Stored data entries
###

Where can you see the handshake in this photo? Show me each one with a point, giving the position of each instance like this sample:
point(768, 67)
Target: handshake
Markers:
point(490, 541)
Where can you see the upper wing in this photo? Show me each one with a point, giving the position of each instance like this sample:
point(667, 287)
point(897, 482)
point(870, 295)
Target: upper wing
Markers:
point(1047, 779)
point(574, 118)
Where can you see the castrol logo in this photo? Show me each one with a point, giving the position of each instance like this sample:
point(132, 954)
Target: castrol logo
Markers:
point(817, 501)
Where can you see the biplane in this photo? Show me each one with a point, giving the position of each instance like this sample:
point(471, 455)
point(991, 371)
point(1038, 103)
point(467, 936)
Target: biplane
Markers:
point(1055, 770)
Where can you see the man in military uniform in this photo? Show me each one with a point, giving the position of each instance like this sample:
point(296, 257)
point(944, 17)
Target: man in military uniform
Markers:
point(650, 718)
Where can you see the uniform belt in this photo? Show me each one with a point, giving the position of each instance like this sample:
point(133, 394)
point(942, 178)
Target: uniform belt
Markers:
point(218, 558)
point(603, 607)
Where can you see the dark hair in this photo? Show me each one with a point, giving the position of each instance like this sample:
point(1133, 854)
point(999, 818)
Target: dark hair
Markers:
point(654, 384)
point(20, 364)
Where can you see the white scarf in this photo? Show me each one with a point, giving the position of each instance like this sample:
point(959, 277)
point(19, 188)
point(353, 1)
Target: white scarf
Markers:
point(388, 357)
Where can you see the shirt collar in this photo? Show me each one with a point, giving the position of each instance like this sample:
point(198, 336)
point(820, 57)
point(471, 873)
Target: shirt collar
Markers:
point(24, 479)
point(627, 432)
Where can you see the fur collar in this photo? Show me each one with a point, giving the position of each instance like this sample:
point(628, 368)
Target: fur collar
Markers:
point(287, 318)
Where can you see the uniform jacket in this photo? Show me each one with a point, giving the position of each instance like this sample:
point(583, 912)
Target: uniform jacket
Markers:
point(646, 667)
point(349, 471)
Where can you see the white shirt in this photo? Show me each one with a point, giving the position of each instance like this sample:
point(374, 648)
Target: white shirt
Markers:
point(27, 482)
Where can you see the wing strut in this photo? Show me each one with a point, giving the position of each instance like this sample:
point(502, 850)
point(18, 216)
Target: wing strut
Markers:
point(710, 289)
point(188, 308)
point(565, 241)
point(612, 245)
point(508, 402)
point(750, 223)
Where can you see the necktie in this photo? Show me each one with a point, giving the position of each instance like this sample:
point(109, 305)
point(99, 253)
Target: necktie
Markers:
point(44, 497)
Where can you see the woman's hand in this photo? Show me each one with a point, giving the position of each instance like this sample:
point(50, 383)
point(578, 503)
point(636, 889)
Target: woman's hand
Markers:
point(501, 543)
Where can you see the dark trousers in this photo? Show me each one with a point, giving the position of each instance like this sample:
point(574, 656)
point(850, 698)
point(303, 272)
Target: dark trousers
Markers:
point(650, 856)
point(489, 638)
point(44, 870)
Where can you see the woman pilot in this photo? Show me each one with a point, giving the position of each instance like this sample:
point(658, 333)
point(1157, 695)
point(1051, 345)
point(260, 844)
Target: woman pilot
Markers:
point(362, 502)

###

Exercise objective:
Copy out the material above in its entirety. Every detail must match.

Reply:
Where can you see the handshake in this photo? Show me each one with a point, giving the position of each instance like this sample:
point(768, 67)
Target: handshake
Markers:
point(490, 541)
Where can you see the upper wing in this photo? Show me each one with a point, giving the position of each instance like this sample:
point(667, 287)
point(897, 482)
point(870, 295)
Target: upper wing
Markers:
point(1047, 779)
point(574, 118)
Where can you see the castrol logo in this photo? Show me each one with a point, giving the position of each instance like this sample:
point(132, 954)
Target: castrol logo
Markers:
point(817, 501)
Where can you see the biplane in this photo? Show me each one with a point, giving the position of each instance like this sample:
point(471, 455)
point(991, 371)
point(1038, 103)
point(467, 936)
Target: biplane
Markers:
point(1055, 770)
Where can you see the man in military uniform in this photo? Show me each one with a point, giving the position of each instance like this sample:
point(296, 257)
point(944, 17)
Target: man in military uniform
Markers:
point(650, 718)
Where can you see the uniform belt in this photo? Show me each one with a point, giving the position of each instance like this sample:
point(133, 394)
point(942, 178)
Target: uniform belt
Markers:
point(218, 558)
point(603, 607)
Where can you see the dark hair in this photo? Show me each one with a point, giving the position of each instance like this sample:
point(1133, 854)
point(999, 818)
Target: dark hair
Markers:
point(654, 384)
point(20, 364)
Where can you see the white scarf in this photo? Show me each one with a point, giving the position of each instance like this sample:
point(959, 277)
point(19, 188)
point(353, 1)
Target: white scarf
Markers:
point(388, 357)
Where can you see the shirt collar in this photo? Show me each one with a point, giving the position of each instance like this sample:
point(198, 336)
point(820, 57)
point(471, 873)
Target: shirt collar
Markers:
point(24, 479)
point(627, 432)
Where can you see the fur collar in this photo? Show me each one with a point, giving the position of each instance like this sample:
point(628, 368)
Target: fur collar
Markers:
point(287, 318)
Where can you see the uniform jacket in this photo? Show me each one with a point, giving the position of each instance like this sample:
point(583, 912)
Target: uniform jacket
Markers:
point(646, 667)
point(349, 471)
Where can you see the white shirt in this photo? Show me each one with a point, giving the position of each instance like this sample:
point(374, 648)
Target: white shirt
Markers:
point(27, 482)
Where can you see the wing strut in this photo? Show me each one with a point, giving the position of each instance like this sample:
point(502, 850)
point(18, 216)
Target: wing strut
Markers:
point(710, 289)
point(188, 308)
point(565, 241)
point(612, 245)
point(508, 402)
point(750, 223)
Where can you see the necktie in this photo? Show me each one with a point, giving the position of each instance like this sample:
point(109, 305)
point(99, 253)
Target: necktie
Markers:
point(44, 497)
Where can you see the woman's hand in this photo? Show me each one with a point, giving the position of each instance like this sample:
point(50, 383)
point(578, 503)
point(636, 889)
Target: woman's hand
Markers:
point(501, 543)
Where can you see the dark trousers in this photo? Show me each one with a point, giving the position of each instance like this sample:
point(574, 656)
point(850, 698)
point(303, 272)
Target: dark trousers
Markers:
point(650, 856)
point(489, 638)
point(44, 870)
Where can you see the woman pilot in this photo? Show me each one with a point, giving the position of each instance like this sample:
point(658, 333)
point(1157, 695)
point(1051, 345)
point(260, 844)
Target: woman pilot
Markers:
point(362, 502)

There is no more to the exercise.